» Activity
Skip the images and restate every line of the records exactly.

——————————

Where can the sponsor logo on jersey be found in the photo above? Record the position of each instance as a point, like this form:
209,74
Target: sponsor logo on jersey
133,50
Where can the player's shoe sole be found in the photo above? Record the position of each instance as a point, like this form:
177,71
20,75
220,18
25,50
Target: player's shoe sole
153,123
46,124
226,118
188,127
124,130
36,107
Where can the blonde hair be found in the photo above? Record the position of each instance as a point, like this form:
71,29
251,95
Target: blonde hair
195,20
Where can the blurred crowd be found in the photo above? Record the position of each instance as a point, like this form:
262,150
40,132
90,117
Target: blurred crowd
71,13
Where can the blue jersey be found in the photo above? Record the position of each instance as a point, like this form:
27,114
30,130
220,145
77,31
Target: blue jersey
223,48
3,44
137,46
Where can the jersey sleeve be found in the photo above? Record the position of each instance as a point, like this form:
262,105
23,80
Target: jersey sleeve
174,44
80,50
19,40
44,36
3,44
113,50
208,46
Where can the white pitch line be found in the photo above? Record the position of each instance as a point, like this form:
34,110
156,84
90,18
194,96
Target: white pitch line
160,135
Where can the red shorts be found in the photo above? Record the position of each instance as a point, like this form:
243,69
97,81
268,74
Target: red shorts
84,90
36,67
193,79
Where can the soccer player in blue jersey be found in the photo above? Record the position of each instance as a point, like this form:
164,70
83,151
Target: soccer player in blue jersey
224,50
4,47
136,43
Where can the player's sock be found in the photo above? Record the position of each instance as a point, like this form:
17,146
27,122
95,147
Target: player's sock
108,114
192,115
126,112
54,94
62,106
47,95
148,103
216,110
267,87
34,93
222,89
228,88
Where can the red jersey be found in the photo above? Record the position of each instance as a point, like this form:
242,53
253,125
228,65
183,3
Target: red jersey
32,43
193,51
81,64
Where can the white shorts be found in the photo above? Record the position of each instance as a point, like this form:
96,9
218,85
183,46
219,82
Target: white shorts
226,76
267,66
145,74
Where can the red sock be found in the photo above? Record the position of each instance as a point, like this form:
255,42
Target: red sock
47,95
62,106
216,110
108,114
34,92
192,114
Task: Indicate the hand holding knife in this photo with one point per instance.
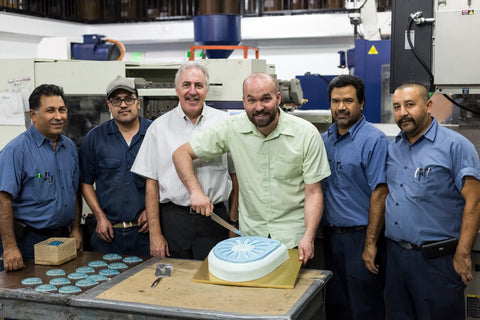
(221, 222)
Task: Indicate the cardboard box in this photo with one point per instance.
(55, 251)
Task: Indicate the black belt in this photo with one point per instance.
(346, 229)
(187, 208)
(408, 245)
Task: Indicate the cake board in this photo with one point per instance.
(284, 277)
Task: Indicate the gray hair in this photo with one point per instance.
(190, 65)
(267, 76)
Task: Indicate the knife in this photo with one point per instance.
(225, 224)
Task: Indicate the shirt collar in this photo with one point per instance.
(429, 134)
(351, 132)
(41, 139)
(182, 114)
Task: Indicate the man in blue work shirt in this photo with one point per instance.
(106, 157)
(433, 177)
(39, 174)
(354, 206)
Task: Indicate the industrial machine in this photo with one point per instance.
(433, 43)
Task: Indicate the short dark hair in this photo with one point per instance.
(44, 90)
(423, 90)
(348, 80)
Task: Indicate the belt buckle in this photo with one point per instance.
(127, 224)
(406, 245)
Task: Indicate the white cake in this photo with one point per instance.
(246, 258)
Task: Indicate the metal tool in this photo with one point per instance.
(225, 224)
(163, 270)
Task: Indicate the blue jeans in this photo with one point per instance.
(420, 288)
(353, 292)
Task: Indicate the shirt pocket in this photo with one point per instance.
(110, 170)
(287, 167)
(75, 178)
(344, 176)
(44, 190)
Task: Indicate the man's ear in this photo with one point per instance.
(33, 115)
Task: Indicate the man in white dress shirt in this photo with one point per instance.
(175, 230)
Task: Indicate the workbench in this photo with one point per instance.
(129, 295)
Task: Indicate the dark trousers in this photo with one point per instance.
(126, 241)
(191, 236)
(420, 288)
(353, 292)
(27, 237)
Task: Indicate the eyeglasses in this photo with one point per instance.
(117, 102)
(347, 102)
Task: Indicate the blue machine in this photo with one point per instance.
(315, 90)
(367, 59)
(94, 47)
(217, 29)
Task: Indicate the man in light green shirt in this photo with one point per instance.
(280, 160)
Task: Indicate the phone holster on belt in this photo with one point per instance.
(439, 248)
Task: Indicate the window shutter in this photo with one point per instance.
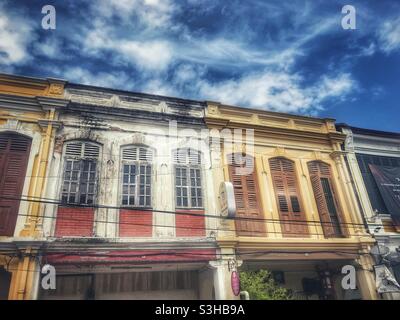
(288, 197)
(247, 201)
(80, 172)
(329, 212)
(187, 156)
(14, 153)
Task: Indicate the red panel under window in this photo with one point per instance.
(74, 222)
(106, 257)
(135, 223)
(188, 225)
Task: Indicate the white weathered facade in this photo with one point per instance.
(176, 245)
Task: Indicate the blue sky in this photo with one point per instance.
(289, 56)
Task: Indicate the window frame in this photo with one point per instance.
(137, 163)
(336, 218)
(80, 159)
(189, 167)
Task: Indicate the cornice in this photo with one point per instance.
(268, 131)
(31, 103)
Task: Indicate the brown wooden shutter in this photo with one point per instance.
(288, 197)
(247, 201)
(330, 220)
(14, 152)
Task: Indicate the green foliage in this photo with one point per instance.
(261, 286)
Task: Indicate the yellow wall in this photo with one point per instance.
(300, 139)
(25, 270)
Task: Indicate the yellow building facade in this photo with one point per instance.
(297, 214)
(28, 120)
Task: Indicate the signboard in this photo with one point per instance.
(235, 283)
(388, 181)
(385, 281)
(227, 200)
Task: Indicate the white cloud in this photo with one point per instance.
(278, 91)
(16, 34)
(389, 35)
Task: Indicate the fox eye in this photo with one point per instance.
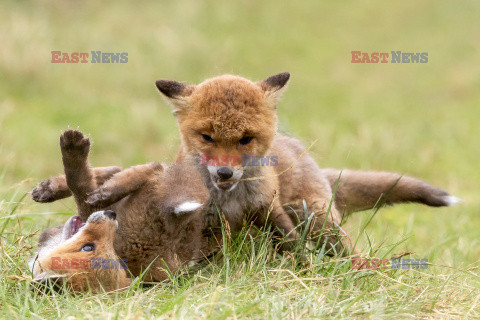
(245, 140)
(207, 138)
(88, 247)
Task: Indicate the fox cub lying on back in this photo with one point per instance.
(160, 220)
(229, 117)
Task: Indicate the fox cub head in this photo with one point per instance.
(82, 256)
(225, 121)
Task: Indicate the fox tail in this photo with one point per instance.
(362, 190)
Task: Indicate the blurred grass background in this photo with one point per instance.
(417, 119)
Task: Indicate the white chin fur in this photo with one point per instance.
(452, 200)
(187, 206)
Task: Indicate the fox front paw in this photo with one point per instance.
(100, 197)
(43, 192)
(74, 144)
(50, 190)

——————————

» Exercise result
Where can the sponsor logo on jersey be found in the photo above? Record the position of each instance as a point, like this form:
209,74
Target: sponsor logo on jersey
133,50
Where can the player's shoe sole be found in the photo above? Record the position of each instance as a point, like this form:
177,71
20,75
220,18
25,50
Target: player's shoe sole
153,123
46,124
226,118
188,127
124,130
36,107
Where can the blonde hair be found in the photo above? Record the position of each instance as a point, like this form:
71,29
251,95
Target: blonde hair
195,20
Where can the blurred crowd be found in the photo above? Record the position of each instance as a point, like this form:
262,150
40,132
90,117
Target: blurred crowd
71,13
Where can the blue jersey be found in the photo above? Record the position of each instance as a point, like this form:
27,114
30,130
220,145
77,31
Target: blue jersey
223,48
3,44
137,46
Where can the jersey sleeve be found in the photo above? Record the position of each instance as a point, like this form:
262,105
23,80
Target: jersey sleeve
174,44
80,50
19,40
44,36
3,44
113,50
208,46
Where can the white pitch line be found in the photo above? Record the position of each instance as a point, like this form:
34,110
156,84
90,18
194,96
Target: white pitch line
160,135
Where can the red shorts be found in the photo above? Record the position of each instance as a point, like this form:
243,69
97,81
268,74
Target: red shorts
84,90
36,67
193,79
Where can the soccer player in blue jersey be found in the photo above? Record the position of each instance as a point, like this form:
164,70
83,151
Target: soccer player in blue jersey
224,50
4,47
136,43
Where can the player's sock be found in the photo above? Record the position of each instance as a point, like this form:
17,146
27,122
95,147
Target: player's sock
108,114
192,115
126,112
54,94
62,106
47,95
148,103
216,110
267,87
34,93
222,89
228,88
Where can the red jersey be found in the photo above? Record the position of each instance as a point, like this form:
242,53
253,125
228,65
183,3
Target: red jersey
32,43
193,51
81,64
Where can the white shorts be found in the photo above? Record the position of each instance as a point, like this form:
96,9
218,85
183,46
219,82
Target: white shorts
226,76
267,66
145,74
Where can the red sock be found in the photo above? Record the position of each instance as a point, like this form:
255,42
Target: red sock
47,95
62,106
216,110
108,114
34,92
192,114
Task: Indicate the hand holding knife in this photo with one point per instance.
(221, 222)
Task: Indicate the cardboard box in this photo with one point per instance.
(55, 251)
Task: Indicate the black belt in this photo with one point per instance.
(346, 229)
(187, 208)
(408, 245)
Task: Indicate the cake board in this photo with one point per instance.
(284, 277)
Task: Indicate the gray hair in this photo with one point per instance.
(190, 65)
(267, 76)
Task: Indicate the knife in this photo with one point per instance.
(225, 224)
Task: Indicate the shirt collar in this photo with one point per instance.
(429, 134)
(351, 132)
(41, 139)
(182, 114)
Task: Indicate the man in blue work shirt in this photo with one point per instance.
(106, 157)
(433, 177)
(39, 174)
(354, 206)
Task: Indicate the industrial machine in this photo with one point per instance.
(433, 43)
Task: Indicate the short dark hair in this photo with one point per instance.
(44, 90)
(423, 90)
(348, 80)
Task: Indicate the belt buckle in this photo with one point per instance.
(127, 224)
(406, 245)
Task: Indicate the white cake in this photo with one point per instance.
(246, 258)
Task: Indicate the metal tool in this photo with one point per instance.
(225, 224)
(163, 270)
Task: Indicate the blue jeans in this photo with one point per instance.
(420, 288)
(353, 292)
Task: Indicate the shirt pocket in this photo with one point per instance.
(110, 170)
(287, 167)
(75, 178)
(344, 176)
(44, 190)
Task: Indicate the man's ear in this photo with one point per instance.
(33, 115)
Task: Indicate the man in white dress shirt in this photo with one point per instance.
(175, 230)
Task: Indicate the workbench in this photo with one point per instance.
(129, 295)
Task: Indicate the dark trousers in this photo with one point per instance.
(126, 241)
(191, 236)
(420, 288)
(353, 292)
(27, 237)
Task: Indicate the eyeglasses in this photo with one point per instance.
(117, 102)
(347, 102)
Task: Indicate the blue machine in this photo with one point per instance.
(315, 90)
(367, 59)
(94, 47)
(217, 29)
Task: Indicate the man in light green shirt in this photo with one point per instance.
(280, 160)
Task: Indicate the phone holster on belt in this photo with one point per instance.
(439, 248)
Task: Indicate the window shutter in this photo with one point per instance.
(288, 197)
(247, 201)
(80, 172)
(329, 212)
(187, 156)
(14, 153)
Task: Indicate the red panel under window in this photo with one point per instance.
(74, 222)
(106, 257)
(135, 223)
(188, 225)
Task: Indicate the white weathered facade in this photo with one point per instance.
(176, 245)
Task: Indicate the blue sky in this photo with one point per instance.
(289, 56)
Task: Indicate the window frame in this photo with one point per instance.
(137, 163)
(336, 218)
(80, 159)
(189, 167)
Task: Indicate the cornice in this photo with one point per instance.
(268, 131)
(31, 103)
Task: Indicate the brown wooden shutter in this photo with one point per instance.
(288, 197)
(247, 201)
(330, 220)
(14, 152)
Task: Indicate the green foliage in this photo with one point per instance.
(261, 286)
Task: Indicate the yellow wall in this photo with one point per instance.
(300, 139)
(25, 270)
Task: Indicate the yellow building facade in this photo with one point per instance.
(297, 214)
(28, 120)
Task: Indicate the signboard in this photo with one point per instance.
(235, 283)
(388, 181)
(385, 281)
(227, 200)
Task: Indicate the white cloud in this photo with one point per instance.
(278, 91)
(16, 34)
(389, 35)
Task: Indicate the fox eye in this photo with one point per instance.
(245, 140)
(207, 138)
(88, 247)
Task: Indicate the fox cub lying on back in this photo with one point per instance.
(160, 220)
(229, 117)
Task: Indicate the fox cub head in this photo with one point per instance.
(82, 256)
(225, 121)
Task: Indicate the fox tail in this photo with one point per instance.
(362, 190)
Task: Indicate the blurred grass background in this photo with one point per instance.
(417, 119)
Task: Indicate the white chin fur in this photo with one point per instance.
(452, 200)
(187, 206)
Task: Indicate the fox front paw in this photo with one point per instance.
(100, 197)
(43, 192)
(74, 144)
(50, 190)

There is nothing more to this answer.